--- Begin DATA SHOWN ---

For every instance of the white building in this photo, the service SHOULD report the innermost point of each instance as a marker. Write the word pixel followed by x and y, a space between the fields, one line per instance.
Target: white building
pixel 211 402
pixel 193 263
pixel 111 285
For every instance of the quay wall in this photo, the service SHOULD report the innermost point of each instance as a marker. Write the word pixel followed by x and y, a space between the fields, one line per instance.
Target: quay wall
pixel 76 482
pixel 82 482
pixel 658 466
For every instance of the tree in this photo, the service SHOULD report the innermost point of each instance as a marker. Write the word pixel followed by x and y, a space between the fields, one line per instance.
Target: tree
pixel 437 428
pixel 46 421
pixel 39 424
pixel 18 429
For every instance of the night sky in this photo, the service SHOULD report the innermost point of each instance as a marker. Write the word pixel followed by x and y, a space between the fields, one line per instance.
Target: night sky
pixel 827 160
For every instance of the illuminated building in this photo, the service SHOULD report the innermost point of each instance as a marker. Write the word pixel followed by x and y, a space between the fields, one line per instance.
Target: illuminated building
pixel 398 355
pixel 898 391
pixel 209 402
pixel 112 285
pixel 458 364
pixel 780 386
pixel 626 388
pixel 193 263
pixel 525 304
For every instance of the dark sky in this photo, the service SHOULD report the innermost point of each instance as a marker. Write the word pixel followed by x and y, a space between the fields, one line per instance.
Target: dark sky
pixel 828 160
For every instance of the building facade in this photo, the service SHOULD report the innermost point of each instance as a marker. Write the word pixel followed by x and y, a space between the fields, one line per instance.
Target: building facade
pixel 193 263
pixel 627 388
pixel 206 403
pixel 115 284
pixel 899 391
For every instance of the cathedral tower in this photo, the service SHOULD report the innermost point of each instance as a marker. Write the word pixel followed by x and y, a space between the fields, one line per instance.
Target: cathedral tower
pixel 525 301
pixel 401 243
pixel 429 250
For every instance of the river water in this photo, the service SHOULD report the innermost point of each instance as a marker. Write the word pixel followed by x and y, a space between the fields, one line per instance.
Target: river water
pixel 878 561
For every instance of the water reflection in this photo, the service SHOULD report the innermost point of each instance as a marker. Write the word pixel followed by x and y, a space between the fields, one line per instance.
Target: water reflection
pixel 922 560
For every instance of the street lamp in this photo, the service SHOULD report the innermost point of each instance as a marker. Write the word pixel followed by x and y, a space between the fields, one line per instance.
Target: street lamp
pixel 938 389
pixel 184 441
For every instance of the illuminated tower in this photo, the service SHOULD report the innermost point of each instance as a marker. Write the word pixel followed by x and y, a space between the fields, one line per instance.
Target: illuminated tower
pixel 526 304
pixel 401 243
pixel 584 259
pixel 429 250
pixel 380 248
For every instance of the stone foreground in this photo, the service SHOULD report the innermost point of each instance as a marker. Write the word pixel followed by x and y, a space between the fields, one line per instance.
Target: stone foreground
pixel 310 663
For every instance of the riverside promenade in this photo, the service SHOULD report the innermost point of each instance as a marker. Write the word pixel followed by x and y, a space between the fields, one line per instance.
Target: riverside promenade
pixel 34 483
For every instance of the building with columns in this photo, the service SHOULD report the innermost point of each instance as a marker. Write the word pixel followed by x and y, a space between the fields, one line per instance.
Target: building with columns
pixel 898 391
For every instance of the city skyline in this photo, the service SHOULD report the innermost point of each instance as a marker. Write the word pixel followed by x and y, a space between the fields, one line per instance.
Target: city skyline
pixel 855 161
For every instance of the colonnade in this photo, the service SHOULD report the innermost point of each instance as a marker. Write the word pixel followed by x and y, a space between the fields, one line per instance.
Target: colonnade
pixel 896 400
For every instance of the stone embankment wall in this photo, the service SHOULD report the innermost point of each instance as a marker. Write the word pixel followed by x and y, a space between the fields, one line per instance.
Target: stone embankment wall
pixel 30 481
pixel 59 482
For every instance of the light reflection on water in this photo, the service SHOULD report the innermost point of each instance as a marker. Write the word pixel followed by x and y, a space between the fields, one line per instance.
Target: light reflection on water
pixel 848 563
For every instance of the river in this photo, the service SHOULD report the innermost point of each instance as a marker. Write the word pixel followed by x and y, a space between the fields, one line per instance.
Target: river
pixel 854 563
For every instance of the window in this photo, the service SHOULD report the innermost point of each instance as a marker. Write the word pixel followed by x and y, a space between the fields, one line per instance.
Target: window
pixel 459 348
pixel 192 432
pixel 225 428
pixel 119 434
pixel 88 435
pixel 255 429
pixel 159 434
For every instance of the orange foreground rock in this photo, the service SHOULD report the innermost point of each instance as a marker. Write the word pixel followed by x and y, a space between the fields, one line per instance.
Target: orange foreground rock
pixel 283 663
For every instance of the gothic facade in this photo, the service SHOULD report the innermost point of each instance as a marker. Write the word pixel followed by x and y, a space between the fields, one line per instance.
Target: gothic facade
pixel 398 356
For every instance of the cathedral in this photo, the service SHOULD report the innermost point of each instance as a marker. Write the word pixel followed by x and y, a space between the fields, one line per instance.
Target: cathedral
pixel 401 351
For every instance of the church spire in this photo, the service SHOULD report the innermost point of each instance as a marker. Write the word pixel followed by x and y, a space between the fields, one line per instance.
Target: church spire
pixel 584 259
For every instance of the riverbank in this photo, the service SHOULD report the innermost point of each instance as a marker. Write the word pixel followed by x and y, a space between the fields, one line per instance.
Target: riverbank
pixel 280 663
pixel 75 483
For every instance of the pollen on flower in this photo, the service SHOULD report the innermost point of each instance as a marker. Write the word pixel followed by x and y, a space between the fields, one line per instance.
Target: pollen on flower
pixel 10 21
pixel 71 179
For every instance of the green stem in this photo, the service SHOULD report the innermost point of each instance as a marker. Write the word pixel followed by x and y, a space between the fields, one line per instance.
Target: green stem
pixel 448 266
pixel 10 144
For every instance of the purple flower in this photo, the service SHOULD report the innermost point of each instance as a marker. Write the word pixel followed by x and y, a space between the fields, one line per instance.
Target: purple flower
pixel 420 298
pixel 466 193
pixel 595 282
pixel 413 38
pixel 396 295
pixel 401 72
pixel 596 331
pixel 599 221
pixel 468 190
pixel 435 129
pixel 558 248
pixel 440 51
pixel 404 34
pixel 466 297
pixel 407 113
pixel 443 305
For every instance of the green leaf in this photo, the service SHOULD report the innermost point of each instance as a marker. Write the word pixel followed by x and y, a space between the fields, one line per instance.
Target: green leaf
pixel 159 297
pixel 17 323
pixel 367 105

--- End DATA SHOWN ---
--- Begin DATA SHOWN ---

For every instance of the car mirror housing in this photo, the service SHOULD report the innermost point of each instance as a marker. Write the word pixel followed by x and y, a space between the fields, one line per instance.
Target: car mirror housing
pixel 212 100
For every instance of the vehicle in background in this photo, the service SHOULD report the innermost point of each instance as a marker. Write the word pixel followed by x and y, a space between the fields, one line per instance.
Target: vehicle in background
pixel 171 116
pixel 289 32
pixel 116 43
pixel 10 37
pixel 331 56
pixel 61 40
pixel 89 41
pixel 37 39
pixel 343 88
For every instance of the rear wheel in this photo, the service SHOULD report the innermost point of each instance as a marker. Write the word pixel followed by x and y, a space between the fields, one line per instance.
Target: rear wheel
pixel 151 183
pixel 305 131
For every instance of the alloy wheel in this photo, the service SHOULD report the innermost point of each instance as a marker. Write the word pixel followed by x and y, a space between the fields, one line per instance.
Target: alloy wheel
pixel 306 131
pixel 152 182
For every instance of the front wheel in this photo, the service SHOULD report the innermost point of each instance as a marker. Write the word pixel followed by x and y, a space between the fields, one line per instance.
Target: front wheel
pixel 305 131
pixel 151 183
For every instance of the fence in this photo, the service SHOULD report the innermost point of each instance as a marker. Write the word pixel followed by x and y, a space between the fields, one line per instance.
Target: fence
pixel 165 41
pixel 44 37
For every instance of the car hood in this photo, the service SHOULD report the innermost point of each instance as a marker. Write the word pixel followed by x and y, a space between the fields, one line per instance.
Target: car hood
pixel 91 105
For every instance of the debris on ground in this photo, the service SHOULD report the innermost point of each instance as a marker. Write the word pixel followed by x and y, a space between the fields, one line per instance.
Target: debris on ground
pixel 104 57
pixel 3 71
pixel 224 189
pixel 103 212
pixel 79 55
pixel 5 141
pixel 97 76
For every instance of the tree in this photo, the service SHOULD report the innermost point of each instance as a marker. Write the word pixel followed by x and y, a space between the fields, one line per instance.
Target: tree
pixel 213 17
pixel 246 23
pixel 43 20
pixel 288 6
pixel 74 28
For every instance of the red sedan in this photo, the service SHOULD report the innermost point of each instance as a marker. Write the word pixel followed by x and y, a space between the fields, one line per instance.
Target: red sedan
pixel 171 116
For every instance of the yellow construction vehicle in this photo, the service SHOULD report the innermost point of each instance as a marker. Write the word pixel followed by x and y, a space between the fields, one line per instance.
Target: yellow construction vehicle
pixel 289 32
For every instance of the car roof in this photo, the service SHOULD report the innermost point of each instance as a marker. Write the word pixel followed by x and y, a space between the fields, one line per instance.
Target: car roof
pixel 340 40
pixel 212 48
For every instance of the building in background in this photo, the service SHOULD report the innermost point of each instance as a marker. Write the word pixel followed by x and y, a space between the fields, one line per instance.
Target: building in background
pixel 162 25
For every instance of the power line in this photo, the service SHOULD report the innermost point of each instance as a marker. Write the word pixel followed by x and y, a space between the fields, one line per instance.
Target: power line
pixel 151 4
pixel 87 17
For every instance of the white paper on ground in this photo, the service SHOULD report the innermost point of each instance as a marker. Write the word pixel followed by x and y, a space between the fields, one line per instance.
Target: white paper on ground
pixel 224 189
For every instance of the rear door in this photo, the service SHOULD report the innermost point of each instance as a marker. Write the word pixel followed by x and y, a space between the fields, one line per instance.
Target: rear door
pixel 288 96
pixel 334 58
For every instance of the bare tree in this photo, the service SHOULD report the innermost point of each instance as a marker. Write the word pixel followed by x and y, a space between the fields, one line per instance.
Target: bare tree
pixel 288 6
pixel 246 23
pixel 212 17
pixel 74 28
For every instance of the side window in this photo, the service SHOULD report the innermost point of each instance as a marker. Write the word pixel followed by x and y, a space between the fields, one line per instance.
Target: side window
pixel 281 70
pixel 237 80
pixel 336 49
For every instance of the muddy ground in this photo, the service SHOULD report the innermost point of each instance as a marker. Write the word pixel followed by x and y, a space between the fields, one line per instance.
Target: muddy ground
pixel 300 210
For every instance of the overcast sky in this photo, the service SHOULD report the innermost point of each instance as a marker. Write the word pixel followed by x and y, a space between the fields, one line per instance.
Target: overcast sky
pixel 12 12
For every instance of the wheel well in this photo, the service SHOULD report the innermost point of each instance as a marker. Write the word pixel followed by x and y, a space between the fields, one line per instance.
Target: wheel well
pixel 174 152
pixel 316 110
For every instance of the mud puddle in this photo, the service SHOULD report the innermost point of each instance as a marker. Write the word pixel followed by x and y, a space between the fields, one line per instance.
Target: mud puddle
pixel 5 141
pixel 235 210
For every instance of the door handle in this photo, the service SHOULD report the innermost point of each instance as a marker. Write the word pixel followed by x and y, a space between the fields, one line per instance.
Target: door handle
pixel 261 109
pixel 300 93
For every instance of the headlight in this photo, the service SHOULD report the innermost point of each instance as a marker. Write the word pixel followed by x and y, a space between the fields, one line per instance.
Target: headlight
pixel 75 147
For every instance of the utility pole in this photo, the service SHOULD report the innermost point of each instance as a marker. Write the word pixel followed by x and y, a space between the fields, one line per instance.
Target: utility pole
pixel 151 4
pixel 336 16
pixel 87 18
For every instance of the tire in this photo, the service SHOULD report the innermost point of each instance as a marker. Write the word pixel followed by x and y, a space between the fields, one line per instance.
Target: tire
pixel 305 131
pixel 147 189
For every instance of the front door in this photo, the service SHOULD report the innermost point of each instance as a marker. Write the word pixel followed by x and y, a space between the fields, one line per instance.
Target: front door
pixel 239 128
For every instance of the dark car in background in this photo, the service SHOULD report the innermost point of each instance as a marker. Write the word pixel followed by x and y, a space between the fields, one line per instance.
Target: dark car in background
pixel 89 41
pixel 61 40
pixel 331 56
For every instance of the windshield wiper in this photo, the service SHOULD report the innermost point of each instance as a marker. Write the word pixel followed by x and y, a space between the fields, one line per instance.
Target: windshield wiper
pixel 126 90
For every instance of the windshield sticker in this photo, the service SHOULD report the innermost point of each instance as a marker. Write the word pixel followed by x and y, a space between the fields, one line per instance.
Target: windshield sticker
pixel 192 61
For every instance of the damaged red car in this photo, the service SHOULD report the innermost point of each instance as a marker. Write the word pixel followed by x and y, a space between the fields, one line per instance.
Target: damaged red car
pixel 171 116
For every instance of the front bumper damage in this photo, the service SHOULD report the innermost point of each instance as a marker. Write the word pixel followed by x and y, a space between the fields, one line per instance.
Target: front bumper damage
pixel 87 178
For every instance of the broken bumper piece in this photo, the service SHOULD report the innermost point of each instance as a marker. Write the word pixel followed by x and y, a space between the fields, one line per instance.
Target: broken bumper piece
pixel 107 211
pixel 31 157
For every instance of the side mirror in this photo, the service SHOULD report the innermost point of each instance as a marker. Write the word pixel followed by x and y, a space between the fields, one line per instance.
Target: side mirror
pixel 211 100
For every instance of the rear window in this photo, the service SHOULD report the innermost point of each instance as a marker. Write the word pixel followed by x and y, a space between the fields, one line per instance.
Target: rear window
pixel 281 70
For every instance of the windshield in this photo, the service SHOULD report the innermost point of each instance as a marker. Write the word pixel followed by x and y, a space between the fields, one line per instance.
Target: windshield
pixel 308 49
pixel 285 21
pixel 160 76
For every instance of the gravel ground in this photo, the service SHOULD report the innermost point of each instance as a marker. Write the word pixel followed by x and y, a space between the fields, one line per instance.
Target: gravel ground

--- End DATA SHOWN ---
--- Begin DATA SHOWN ---

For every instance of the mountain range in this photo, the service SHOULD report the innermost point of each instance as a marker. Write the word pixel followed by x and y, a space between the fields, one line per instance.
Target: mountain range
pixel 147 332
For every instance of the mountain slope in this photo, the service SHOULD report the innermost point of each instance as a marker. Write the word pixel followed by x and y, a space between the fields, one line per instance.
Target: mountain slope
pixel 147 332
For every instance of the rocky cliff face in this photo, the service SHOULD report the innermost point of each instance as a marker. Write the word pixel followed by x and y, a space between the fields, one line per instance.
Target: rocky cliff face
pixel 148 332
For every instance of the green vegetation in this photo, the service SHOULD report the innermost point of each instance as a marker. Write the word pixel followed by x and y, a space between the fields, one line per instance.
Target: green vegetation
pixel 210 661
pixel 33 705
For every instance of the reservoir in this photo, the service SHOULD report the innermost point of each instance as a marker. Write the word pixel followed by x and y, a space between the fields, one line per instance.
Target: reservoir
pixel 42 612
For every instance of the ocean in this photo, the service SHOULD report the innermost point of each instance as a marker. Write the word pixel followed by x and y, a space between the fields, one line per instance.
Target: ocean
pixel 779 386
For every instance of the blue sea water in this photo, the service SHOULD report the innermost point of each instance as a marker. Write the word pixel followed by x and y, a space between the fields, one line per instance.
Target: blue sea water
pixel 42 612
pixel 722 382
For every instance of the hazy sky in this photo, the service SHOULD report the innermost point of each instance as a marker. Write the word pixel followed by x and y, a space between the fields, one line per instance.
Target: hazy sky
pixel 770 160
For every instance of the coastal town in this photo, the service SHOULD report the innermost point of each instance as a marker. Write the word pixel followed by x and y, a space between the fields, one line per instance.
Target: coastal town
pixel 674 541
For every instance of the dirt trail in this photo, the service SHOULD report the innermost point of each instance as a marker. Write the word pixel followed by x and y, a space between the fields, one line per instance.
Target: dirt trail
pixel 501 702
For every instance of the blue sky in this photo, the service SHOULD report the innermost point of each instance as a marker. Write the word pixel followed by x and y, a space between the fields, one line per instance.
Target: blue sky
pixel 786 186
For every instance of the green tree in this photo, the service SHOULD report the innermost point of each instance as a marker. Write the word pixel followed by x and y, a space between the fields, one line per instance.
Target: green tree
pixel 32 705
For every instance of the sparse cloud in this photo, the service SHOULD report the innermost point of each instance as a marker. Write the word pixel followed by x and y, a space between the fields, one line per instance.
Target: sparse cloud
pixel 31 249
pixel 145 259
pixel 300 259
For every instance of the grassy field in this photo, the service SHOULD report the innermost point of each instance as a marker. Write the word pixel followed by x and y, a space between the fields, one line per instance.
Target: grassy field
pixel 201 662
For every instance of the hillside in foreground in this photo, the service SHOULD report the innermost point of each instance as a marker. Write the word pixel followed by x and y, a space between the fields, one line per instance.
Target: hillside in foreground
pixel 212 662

--- End DATA SHOWN ---

» **TASK**
Reproduce the records starting at the line containing "For every instance of the gothic" and ending at the line containing "pixel 75 483", replacing "cathedral" with "basilica" and leaving all else unchanged.

» **SOLUTION TO THE EXERCISE**
For every instance of the gothic facade in this photo, the service SHOULD report the innermost point of each instance as a marker. Write the word pixel followed by x and y, a space between the fields, one line per instance.
Target: gothic facade
pixel 398 356
For every instance of the basilica in this photo, the service SHOULD report the innermost point of each instance as a marker. Write the word pixel followed by x and y, a space between the fields, one line per instance.
Target: basilica
pixel 401 351
For every instance of the church spire in this photo, the service SHOULD report the innermost point of each instance as a marker. Write the word pixel followed by x and y, a space between the fields, one line per instance.
Target: church spire
pixel 584 259
For every instance of the riverbank in this photo, the service SHOULD report the innermost point of each instance as a marker. Write the word pixel followed by x and y, a space between the fields, one line per instance.
Target: riverbank
pixel 280 663
pixel 75 483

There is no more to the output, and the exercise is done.